▸ PROVIDED DATA
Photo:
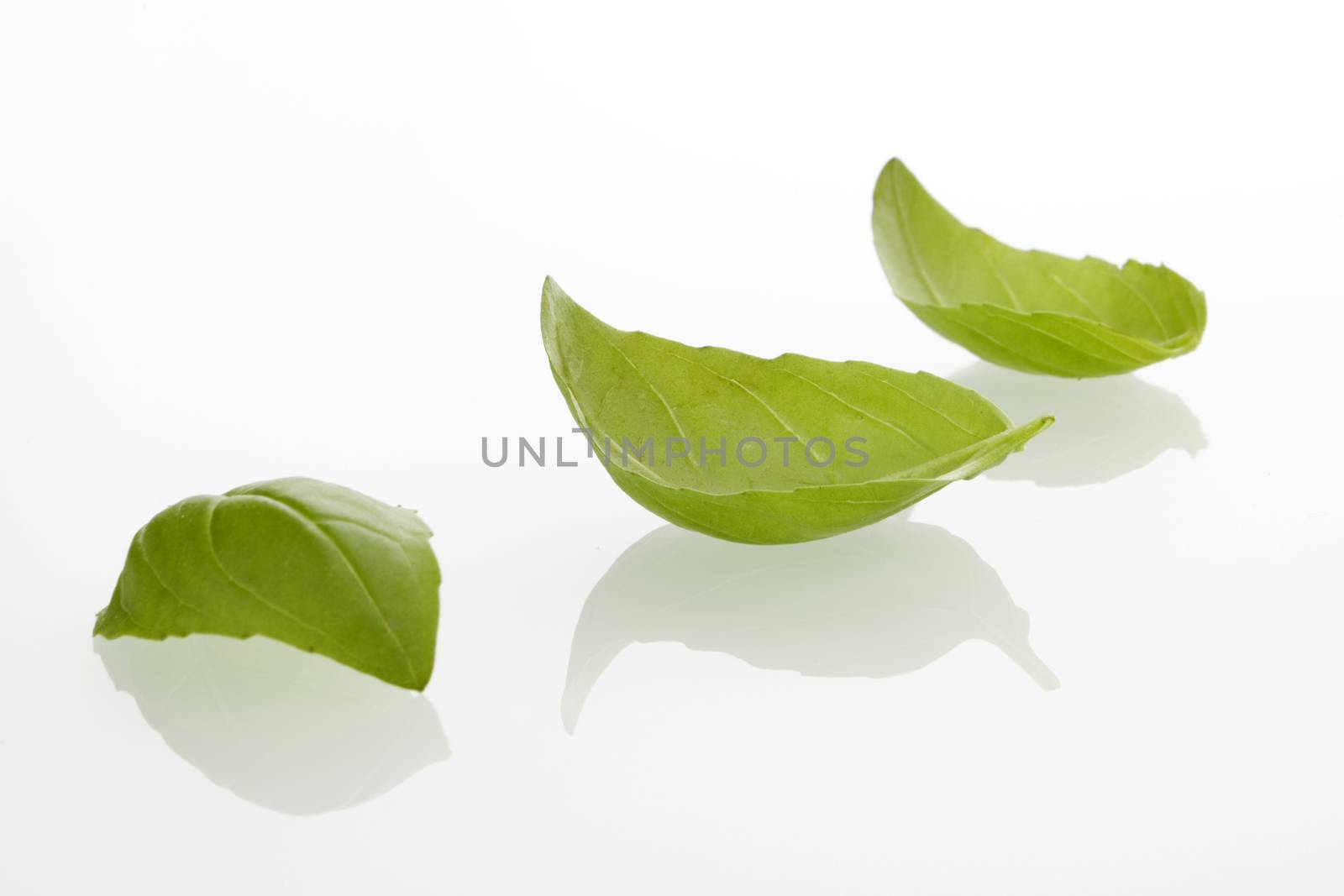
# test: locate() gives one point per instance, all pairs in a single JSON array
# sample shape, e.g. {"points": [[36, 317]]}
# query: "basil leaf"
{"points": [[1030, 311], [631, 391], [318, 566], [875, 604]]}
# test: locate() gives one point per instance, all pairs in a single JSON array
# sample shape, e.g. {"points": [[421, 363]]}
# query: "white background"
{"points": [[255, 239]]}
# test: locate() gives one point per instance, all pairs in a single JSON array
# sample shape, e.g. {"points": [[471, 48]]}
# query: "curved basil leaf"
{"points": [[1030, 311], [918, 432], [318, 566]]}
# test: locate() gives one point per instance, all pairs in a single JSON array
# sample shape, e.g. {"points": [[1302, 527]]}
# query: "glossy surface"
{"points": [[210, 208]]}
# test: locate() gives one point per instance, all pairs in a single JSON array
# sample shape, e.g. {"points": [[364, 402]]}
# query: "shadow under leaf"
{"points": [[1104, 427], [873, 604], [286, 730]]}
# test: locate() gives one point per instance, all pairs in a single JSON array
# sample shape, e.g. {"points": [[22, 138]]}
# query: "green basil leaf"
{"points": [[772, 419], [1030, 311], [312, 564]]}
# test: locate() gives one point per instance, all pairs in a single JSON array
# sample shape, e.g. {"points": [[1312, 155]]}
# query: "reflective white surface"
{"points": [[249, 241]]}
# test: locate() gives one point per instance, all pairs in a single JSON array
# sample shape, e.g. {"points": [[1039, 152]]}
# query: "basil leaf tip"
{"points": [[702, 437], [316, 566], [1028, 311]]}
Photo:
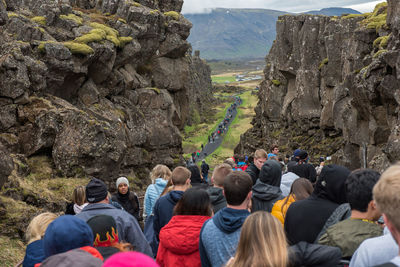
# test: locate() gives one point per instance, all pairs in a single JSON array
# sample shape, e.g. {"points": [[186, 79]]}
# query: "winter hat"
{"points": [[76, 258], [122, 180], [104, 230], [96, 191], [130, 259], [65, 233]]}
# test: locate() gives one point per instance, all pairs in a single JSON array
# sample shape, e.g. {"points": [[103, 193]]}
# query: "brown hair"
{"points": [[79, 195], [220, 172], [386, 194], [180, 175], [237, 186], [262, 243]]}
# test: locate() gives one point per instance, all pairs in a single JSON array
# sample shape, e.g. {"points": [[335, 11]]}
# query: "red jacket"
{"points": [[179, 241]]}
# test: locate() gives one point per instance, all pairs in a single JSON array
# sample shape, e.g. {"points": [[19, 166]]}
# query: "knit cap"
{"points": [[122, 180], [104, 230], [96, 191], [130, 259]]}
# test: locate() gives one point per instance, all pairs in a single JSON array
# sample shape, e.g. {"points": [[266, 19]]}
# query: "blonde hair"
{"points": [[260, 154], [386, 194], [37, 227], [160, 171], [79, 195], [262, 243]]}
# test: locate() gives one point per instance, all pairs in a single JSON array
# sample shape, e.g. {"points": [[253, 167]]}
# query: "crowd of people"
{"points": [[265, 212]]}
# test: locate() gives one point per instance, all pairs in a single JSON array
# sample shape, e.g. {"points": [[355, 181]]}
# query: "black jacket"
{"points": [[305, 218], [254, 172]]}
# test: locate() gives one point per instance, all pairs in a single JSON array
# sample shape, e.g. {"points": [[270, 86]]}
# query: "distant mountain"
{"points": [[233, 33], [240, 33], [333, 11]]}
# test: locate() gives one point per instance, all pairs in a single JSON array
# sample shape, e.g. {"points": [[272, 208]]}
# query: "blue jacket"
{"points": [[34, 254], [220, 235], [153, 192], [128, 227], [163, 210]]}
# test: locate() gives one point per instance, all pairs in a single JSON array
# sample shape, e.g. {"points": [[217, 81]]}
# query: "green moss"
{"points": [[78, 48], [173, 14], [323, 63], [72, 17], [276, 82], [351, 16], [39, 20], [380, 52]]}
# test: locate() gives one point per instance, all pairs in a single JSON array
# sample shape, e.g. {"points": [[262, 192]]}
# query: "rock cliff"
{"points": [[332, 87]]}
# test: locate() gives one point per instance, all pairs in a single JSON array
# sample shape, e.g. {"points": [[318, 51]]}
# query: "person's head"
{"points": [[301, 188], [262, 242], [180, 176], [271, 173], [387, 198], [260, 156], [237, 188], [331, 184], [219, 174], [65, 233], [194, 201], [96, 191], [79, 195], [275, 149], [37, 227], [359, 187], [160, 171], [122, 185], [104, 230]]}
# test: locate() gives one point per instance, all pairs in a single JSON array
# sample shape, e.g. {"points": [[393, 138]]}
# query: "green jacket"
{"points": [[348, 235]]}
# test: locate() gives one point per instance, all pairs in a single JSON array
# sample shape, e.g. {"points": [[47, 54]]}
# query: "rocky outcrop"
{"points": [[101, 87], [331, 86]]}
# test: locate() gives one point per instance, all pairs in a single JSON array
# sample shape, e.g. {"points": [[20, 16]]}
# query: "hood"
{"points": [[331, 184], [65, 233], [174, 196], [215, 194], [271, 173], [265, 191], [181, 234], [229, 220]]}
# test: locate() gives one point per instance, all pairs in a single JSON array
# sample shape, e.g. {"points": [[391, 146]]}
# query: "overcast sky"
{"points": [[201, 6]]}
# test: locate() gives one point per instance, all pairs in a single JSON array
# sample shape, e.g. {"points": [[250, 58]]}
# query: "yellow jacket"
{"points": [[277, 210]]}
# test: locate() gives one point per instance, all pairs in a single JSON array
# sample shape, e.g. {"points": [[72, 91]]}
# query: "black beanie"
{"points": [[96, 191]]}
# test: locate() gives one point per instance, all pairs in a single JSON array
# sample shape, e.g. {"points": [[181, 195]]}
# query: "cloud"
{"points": [[204, 6]]}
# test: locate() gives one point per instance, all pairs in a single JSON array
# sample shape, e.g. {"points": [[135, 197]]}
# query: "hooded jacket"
{"points": [[163, 210], [179, 241], [220, 235], [153, 192], [302, 222], [217, 198], [266, 191]]}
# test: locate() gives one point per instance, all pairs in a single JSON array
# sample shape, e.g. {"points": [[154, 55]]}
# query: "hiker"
{"points": [[301, 222], [159, 176], [220, 235], [301, 189], [262, 243], [348, 234], [217, 197], [126, 198], [204, 170], [266, 191], [79, 201], [260, 156], [179, 239], [34, 252], [128, 227], [164, 206]]}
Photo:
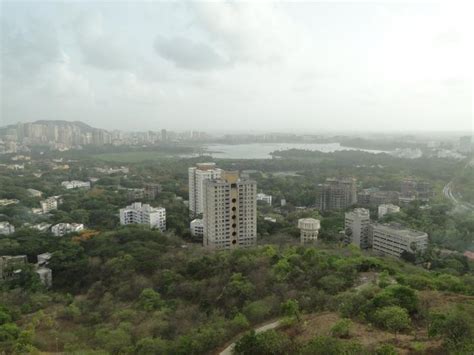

▸ REQUIRED ACTION
Could you copy out every record exactly, minus the pictures?

▸ EXERCISE OUTPUT
Photo:
# test: locate() gives one point per instance, all pairs in a single JSON array
# sample shape, e.g. {"points": [[36, 317]]}
# query: "basil leaf"
{"points": [[1030, 311], [631, 391], [318, 566], [875, 604]]}
# test: locate() gives one point per instance, all pairs in a single JSON array
# sample shape, e.g. {"points": [[421, 363]]}
# query: "white background"
{"points": [[255, 239]]}
# test: locate() gives one point per instance, all pairs in a single JSON array
# sample shape, e.g. {"points": [[471, 48]]}
# query: "curved basil leaf"
{"points": [[1030, 311], [918, 432], [318, 566]]}
# test: locate() gives one point per instance, all pairs in a single JSON array
# sample shape, e.g. {"points": [[1302, 527]]}
# query: "glossy surface"
{"points": [[210, 208]]}
# test: locate() gives one point per instance, all pairs in a single JSON array
# sample shape, e.g. {"points": [[364, 402]]}
# query: "shadow under leaf"
{"points": [[1104, 427], [873, 604], [286, 730]]}
# test: locate() gives one point per instance, all pairs in a single JSON array
# sample shape, e.g. {"points": [[22, 138]]}
# query: "green basil leaf"
{"points": [[772, 419], [1030, 311], [312, 564]]}
# test: locate() gives one point per instance, all pairs in a single JSON array
# sample shape, e.g. {"points": [[1312, 155]]}
# query: "reflective white surface"
{"points": [[249, 241]]}
# test: locate() gives one point per instance, all pairs in a single JSON array
# sample shape, e.g. {"points": [[1039, 152]]}
# query: "basil leaf tip"
{"points": [[702, 437], [316, 566], [1028, 311]]}
Photo:
# test: locate() gives one point per instance, all pairs in a single JSON array
# sample shape, e.g. {"points": [[186, 79]]}
# query: "winter hat"
{"points": [[76, 258], [122, 180], [104, 230], [96, 191], [130, 259], [65, 233]]}
# test: locate() gives one point per instance, all pairs in a single JSON array
# sample shape, e.g. {"points": [[103, 193]]}
# query: "brown hair"
{"points": [[79, 195], [220, 172], [386, 194], [180, 175], [237, 186], [262, 243]]}
# test: locate() gives one point per instance, all pairs in a single JSON array
# sample shape, e.g. {"points": [[335, 11]]}
# query: "red jacket"
{"points": [[179, 241]]}
# test: locate() gives one point per instance, all pairs in a single JSON array
# sample shape, e.g. {"points": [[19, 166]]}
# query: "knit cap"
{"points": [[122, 180], [104, 230], [96, 191], [130, 259]]}
# test: locate() gives one point per instance, all pairs in a single JSON array
# sample shape, e.g. {"points": [[266, 19]]}
# query: "blonde hair"
{"points": [[260, 154], [386, 194], [37, 227], [160, 171], [79, 195], [262, 243]]}
# test: locate() gives one point per instance, all pairs in a single JSON array
# sample shape, e.g. {"points": [[253, 167]]}
# query: "crowd of people"
{"points": [[265, 212]]}
# test: locate() gives one point per instance, all pairs in a single JSON array
# sample shape, e.g. {"points": [[355, 181]]}
# query: "black jacket"
{"points": [[305, 218], [254, 172]]}
# test: locate() gives one point per instance, all pairs in a single JSON array
# sample shape, e.g. {"points": [[270, 86]]}
# query: "distant mountain"
{"points": [[233, 33], [240, 33], [333, 11]]}
# test: locate() gives one point per instance, all pairs in a single JSON array
# sample shape, e.g. {"points": [[272, 208]]}
# query: "blue jacket"
{"points": [[34, 254], [220, 235], [153, 192], [128, 227], [163, 210]]}
# test: locate() gives one point per instance, all pairs in a single JSON array
# sample shape, e.g. {"points": [[217, 81]]}
# query: "green moss"
{"points": [[78, 48], [173, 14], [323, 63], [72, 17], [276, 82], [351, 16], [39, 20], [380, 52]]}
# test: locate() gives one point per instance, all pairs in a single JSON array
# sample shape, e.g. {"points": [[262, 192]]}
# query: "rock cliff"
{"points": [[332, 87]]}
# test: locate() gives one point per instance, all pairs in a single JSON array
# sample shape, e.g. {"points": [[318, 51]]}
# query: "person's head"
{"points": [[301, 188], [262, 242], [180, 176], [271, 173], [387, 198], [260, 156], [237, 188], [331, 184], [219, 174], [65, 233], [194, 201], [96, 191], [79, 195], [275, 149], [37, 227], [359, 187], [160, 171], [122, 185], [104, 230]]}
# test: locate() gives one point per instance, all pairs in a single JSON array
# sample shape, e.g. {"points": [[393, 138]]}
# query: "green jacket"
{"points": [[348, 235]]}
# test: locate() gives one point per instance, all pairs in a single JSON array
# sample shape, e.g. {"points": [[47, 54]]}
# query: "rocky outcrop"
{"points": [[101, 87], [331, 86]]}
# test: locate() gives one point per instance, all pairs in a single JSON array
# sample shape, e.g. {"points": [[20, 16]]}
# query: "hood"
{"points": [[331, 184], [65, 233], [174, 196], [215, 194], [271, 173], [265, 191], [181, 234], [229, 220]]}
# test: locate() gives one point per instance, all pairs in a single JSON array
# sample shape, e.g. {"points": [[391, 146]]}
# query: "overcast sky"
{"points": [[201, 6]]}
# test: locate() gives one point per instance, all pairs in a single JSON array
# sample shape, e.g. {"points": [[250, 58]]}
# query: "yellow jacket"
{"points": [[277, 210]]}
# test: locate() gives one point per instance, all pairs in a single JSON array
# sample shape, e.g. {"points": [[72, 91]]}
# query: "black beanie"
{"points": [[96, 191]]}
# test: locate() gives one point per instance, all pairs in a single JSON array
# sample shape, e.g. {"points": [[181, 195]]}
# query: "cloud"
{"points": [[204, 6]]}
# test: locate() gives one point per instance, all pairs in a single JSON array
# sample shape, e.g. {"points": [[135, 197]]}
# query: "hooded jacket"
{"points": [[163, 210], [179, 241], [220, 235], [153, 192], [302, 222], [217, 198], [266, 191]]}
# test: locate() gives one point per instance, all pairs in a single JSON array
# sample shape, e.g. {"points": [[154, 55]]}
# query: "hiker"
{"points": [[301, 222], [159, 176], [220, 235], [301, 189], [262, 243], [348, 234], [217, 197], [126, 198], [204, 170], [266, 191], [79, 201], [260, 156], [179, 239], [34, 252], [128, 227], [164, 206]]}
Photo:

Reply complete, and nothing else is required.